Data supplied.
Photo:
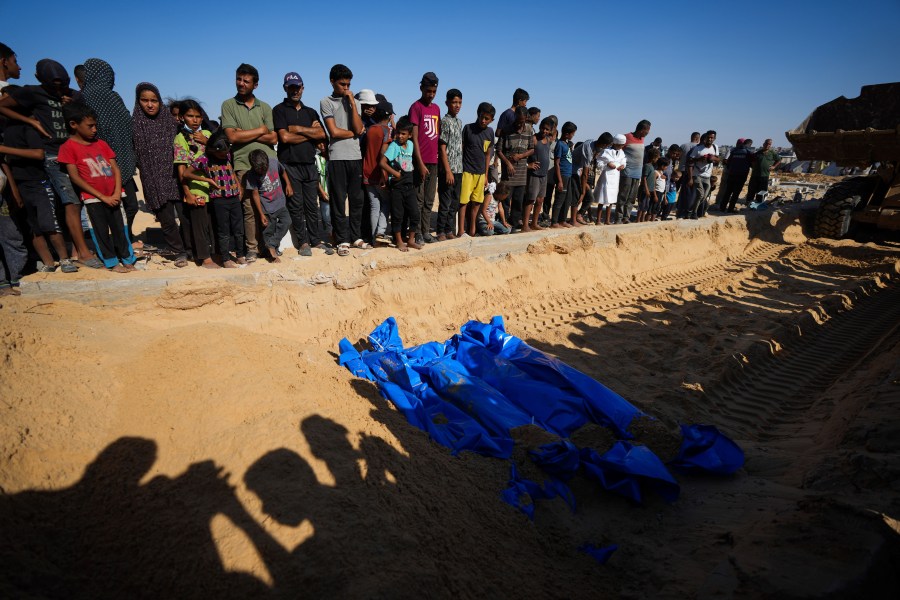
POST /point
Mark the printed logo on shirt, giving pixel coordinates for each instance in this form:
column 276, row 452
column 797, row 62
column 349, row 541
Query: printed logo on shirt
column 98, row 166
column 430, row 126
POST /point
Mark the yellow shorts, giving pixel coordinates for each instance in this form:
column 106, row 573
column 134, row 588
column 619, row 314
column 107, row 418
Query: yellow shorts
column 472, row 188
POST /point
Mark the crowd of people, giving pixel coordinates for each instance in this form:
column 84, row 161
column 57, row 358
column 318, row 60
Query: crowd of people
column 352, row 175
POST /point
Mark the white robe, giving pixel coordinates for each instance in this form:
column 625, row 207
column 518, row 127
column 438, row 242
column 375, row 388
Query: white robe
column 606, row 192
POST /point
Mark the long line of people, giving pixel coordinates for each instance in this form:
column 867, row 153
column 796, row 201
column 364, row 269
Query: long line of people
column 351, row 175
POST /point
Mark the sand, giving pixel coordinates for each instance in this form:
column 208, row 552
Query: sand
column 185, row 433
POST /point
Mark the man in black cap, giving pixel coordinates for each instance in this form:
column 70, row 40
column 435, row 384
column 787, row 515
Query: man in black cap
column 299, row 129
column 426, row 119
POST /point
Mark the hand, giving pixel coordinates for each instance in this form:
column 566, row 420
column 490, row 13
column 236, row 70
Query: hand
column 37, row 125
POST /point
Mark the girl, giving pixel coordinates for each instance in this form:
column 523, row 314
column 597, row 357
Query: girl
column 397, row 163
column 190, row 144
column 154, row 133
column 214, row 168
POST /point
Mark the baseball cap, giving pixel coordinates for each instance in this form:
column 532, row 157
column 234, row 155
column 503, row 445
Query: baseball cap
column 293, row 79
column 366, row 97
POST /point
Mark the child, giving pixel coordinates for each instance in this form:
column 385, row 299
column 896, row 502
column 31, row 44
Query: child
column 450, row 172
column 477, row 141
column 91, row 165
column 25, row 157
column 610, row 164
column 397, row 163
column 672, row 185
column 265, row 178
column 661, row 183
column 492, row 218
column 562, row 166
column 214, row 167
column 425, row 116
column 648, row 186
column 189, row 145
column 516, row 145
column 537, row 176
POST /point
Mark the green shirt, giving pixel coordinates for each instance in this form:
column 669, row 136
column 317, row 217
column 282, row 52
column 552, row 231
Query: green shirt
column 764, row 161
column 237, row 115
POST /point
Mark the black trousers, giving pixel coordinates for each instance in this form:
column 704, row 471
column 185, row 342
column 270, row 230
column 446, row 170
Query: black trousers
column 229, row 216
column 303, row 206
column 345, row 186
column 404, row 205
column 200, row 231
column 177, row 238
column 448, row 202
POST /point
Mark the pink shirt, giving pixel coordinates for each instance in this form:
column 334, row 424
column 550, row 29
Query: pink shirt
column 428, row 119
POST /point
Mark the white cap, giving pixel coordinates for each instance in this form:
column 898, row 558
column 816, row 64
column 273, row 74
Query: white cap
column 366, row 97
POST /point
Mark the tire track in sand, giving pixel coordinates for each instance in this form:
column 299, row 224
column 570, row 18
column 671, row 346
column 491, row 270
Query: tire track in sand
column 558, row 311
column 767, row 400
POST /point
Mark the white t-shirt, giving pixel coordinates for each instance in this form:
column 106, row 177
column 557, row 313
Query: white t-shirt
column 702, row 166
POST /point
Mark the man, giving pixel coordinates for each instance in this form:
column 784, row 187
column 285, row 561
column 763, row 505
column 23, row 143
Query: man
column 763, row 161
column 739, row 162
column 701, row 161
column 630, row 181
column 425, row 116
column 9, row 66
column 508, row 116
column 299, row 129
column 248, row 125
column 343, row 120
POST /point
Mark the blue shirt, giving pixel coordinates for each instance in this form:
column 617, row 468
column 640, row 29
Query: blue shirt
column 563, row 154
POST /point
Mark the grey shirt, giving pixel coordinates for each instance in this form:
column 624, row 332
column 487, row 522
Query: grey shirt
column 339, row 110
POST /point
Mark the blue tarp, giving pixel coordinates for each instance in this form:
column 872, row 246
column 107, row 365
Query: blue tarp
column 470, row 391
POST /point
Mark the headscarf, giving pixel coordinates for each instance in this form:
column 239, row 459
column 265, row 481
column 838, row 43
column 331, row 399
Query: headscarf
column 113, row 119
column 153, row 138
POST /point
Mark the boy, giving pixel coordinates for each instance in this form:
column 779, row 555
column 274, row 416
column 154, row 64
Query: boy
column 44, row 104
column 450, row 176
column 25, row 154
column 562, row 166
column 492, row 219
column 477, row 142
column 265, row 179
column 343, row 120
column 425, row 117
column 398, row 162
column 91, row 165
column 537, row 176
column 248, row 123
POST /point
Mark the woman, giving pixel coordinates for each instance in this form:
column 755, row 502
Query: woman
column 114, row 127
column 154, row 134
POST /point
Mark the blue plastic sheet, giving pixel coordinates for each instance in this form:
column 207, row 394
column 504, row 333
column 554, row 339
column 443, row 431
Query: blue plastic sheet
column 470, row 391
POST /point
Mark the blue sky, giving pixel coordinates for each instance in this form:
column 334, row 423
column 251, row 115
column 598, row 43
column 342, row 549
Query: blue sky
column 752, row 69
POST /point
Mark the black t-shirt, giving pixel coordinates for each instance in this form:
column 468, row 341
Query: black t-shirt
column 20, row 135
column 47, row 109
column 283, row 116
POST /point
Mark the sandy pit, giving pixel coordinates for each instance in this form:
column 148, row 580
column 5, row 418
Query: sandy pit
column 189, row 434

Problem. List every line of the items above that contains the string "plastic".

Reply.
Mark the blue plastic sheet, giving pixel coordinates for each instance in this form:
Query: blue plastic sheet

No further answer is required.